*COMPITO A*. Secondo il brano su Mario Visintini, quanti velivoli nemici riuscì ad abbattere nei combattimenti aerei?
*COMPITO B*. Riporta parola per parola il tratto del brano su Mario Visintini che va da "Così quel giorno" fino a "su campi nemici.".
*COMPITO C*. Prosegui il brano su Mario Visintini, scrivendo ciò che viene dopo la sua ultima frase.

*BRANO DA LEGGERE*.
= = = = = = =
Mario Visintini “Gli Eroi Alati” 

 ... aveva quel suo modo speciale di attaccare che si sarebbe detto freddo,

 

Così quel giorno e così di seguito in 50 combattimenti aerei, durante i quali riuscì ad abbattere ben sedici velivoli nemici. L'abitudine attuale alle cifre grosse non deve falsare l'importanza di questa cifra, se si tiene conto del fronte sul quale Visintin operava. Un fronte sul quale si poteva a volte volare sino al completo esaurimento del carburante e venir giù senza aver avvistato non dico un velivolo, ma neppure una nube che potesse profilarsi tenue all'orizzonte e far sussultare di speranza. E malgrado questo, Visintin aveva al suo attivo sedici velivoli abbattuti in combattimenti aerei e non so quanti incendiati al suolo durante attacchi a volo radente su campi nemici.
= = = = = = =
*MATERIALE FORNITO*.
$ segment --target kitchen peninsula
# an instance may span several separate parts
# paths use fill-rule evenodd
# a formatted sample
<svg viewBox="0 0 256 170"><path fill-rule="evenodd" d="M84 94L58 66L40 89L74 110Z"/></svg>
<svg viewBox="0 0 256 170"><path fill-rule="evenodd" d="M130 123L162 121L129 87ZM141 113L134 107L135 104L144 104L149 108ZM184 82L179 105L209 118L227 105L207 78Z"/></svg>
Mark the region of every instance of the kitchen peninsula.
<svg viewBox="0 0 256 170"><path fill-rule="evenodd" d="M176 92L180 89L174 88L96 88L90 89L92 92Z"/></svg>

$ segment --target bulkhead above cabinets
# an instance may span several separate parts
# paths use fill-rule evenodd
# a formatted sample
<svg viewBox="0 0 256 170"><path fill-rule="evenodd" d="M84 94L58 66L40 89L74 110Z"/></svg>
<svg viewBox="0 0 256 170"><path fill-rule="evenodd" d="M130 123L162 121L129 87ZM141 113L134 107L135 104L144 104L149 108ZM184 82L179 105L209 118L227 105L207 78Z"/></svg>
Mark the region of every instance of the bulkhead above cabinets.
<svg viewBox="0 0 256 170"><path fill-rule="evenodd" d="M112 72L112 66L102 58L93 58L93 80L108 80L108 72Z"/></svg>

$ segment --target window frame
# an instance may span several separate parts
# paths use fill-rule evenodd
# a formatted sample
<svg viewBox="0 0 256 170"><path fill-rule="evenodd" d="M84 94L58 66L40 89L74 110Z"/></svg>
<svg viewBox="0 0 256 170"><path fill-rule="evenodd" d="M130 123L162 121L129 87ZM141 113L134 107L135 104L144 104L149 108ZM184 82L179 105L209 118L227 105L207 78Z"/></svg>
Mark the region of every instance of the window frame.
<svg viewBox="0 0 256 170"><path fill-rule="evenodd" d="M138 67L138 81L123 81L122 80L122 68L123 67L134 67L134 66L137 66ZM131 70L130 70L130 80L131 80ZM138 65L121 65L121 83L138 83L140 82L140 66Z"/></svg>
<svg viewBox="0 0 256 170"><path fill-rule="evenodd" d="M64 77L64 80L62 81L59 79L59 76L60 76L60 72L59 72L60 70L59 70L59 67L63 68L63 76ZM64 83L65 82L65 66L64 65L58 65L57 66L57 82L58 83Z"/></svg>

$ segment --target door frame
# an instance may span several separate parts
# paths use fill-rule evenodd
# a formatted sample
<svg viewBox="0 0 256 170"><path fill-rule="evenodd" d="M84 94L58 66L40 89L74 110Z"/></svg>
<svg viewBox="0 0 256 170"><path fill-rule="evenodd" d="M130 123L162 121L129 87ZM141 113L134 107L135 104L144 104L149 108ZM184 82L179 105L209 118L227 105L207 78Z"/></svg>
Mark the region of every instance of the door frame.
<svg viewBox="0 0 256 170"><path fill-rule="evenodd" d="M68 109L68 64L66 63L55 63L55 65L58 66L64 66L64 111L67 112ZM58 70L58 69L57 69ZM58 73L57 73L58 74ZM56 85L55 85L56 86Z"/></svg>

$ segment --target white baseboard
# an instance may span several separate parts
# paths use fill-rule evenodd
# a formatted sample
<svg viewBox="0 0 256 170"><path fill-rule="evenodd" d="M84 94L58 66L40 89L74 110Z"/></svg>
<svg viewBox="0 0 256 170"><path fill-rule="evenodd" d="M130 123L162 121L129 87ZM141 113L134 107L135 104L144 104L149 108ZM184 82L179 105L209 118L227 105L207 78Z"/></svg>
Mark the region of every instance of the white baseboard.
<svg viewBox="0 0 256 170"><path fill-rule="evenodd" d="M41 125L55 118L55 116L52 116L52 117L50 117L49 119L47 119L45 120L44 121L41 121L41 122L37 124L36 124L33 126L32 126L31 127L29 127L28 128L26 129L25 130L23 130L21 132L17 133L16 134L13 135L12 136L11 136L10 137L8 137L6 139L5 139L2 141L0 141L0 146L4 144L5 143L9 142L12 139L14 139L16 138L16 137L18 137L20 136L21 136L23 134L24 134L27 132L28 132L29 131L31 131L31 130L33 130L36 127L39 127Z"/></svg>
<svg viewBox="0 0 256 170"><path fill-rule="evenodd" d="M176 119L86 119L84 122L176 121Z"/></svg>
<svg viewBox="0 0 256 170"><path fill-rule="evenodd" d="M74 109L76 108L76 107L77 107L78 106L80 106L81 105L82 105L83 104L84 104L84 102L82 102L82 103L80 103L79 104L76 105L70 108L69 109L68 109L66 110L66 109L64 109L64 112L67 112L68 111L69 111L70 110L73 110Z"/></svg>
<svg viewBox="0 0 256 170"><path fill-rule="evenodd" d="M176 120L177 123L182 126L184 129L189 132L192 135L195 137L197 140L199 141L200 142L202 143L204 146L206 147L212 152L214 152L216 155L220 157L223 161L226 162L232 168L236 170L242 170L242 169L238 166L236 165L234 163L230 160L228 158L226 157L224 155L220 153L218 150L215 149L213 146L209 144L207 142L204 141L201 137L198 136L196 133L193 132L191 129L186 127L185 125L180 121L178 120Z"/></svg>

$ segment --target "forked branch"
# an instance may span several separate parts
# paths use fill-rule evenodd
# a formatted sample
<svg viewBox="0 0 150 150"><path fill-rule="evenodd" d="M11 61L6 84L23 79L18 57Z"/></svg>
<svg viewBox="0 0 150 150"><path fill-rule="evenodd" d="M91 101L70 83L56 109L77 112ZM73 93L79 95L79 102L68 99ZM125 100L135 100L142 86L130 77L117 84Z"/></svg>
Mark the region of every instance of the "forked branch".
= = = = = = =
*RISPOSTA A*. Sedici, nel corso di 50 combattimenti aerei.

*RISPOSTA B*.
Così quel giorno e così di seguito in 50 combattimenti aerei, durante i quali riuscì ad abbattere ben sedici velivoli nemici. L'abitudine attuale alle cifre grosse non deve falsare l'importanza di questa cifra, se si tiene conto del fronte sul quale Visintin operava. Un fronte sul quale si poteva a volte volare sino al completo esaurimento del carburante e venir giù senza aver avvistato non dico un velivolo, ma neppure una nube che potesse profilarsi tenue all'orizzonte e far sussultare di speranza. E malgrado questo, Visintin aveva al suo attivo sedici velivoli abbattuti in combattimenti aerei e non so quanti incendiati al suolo durante attacchi a volo radente su campi nemici.

*RISPOSTA C*.
I fastigi della notorietà non lo esaltarono. In un certo senso non lo esaltava neppure il combattimento. Aveva quel suo modo speciale di attaccare che si sarebbe detto freddo, mentre era soltanto metodico. Ma se gli mancava l'esaltazione, non gli mancava per certo l'entusiasmo. Ché si trattasse di provare un apparecchio rimesso in sesto alla meglio, o di partire su allarme o di guidare altri ve­livoli su una base nemica, o di scortare in azione i bom­bardieri, Visintin era sempre il primo. Le vittorie si uni­rono alle vittorie, le soddisfazioni alle soddisfazioni, la gloria alla gloria. Gli arrivò anche la promozione a capi­tano per merito di guerra e gli fu definitivamente assegna­ta una Squadriglia.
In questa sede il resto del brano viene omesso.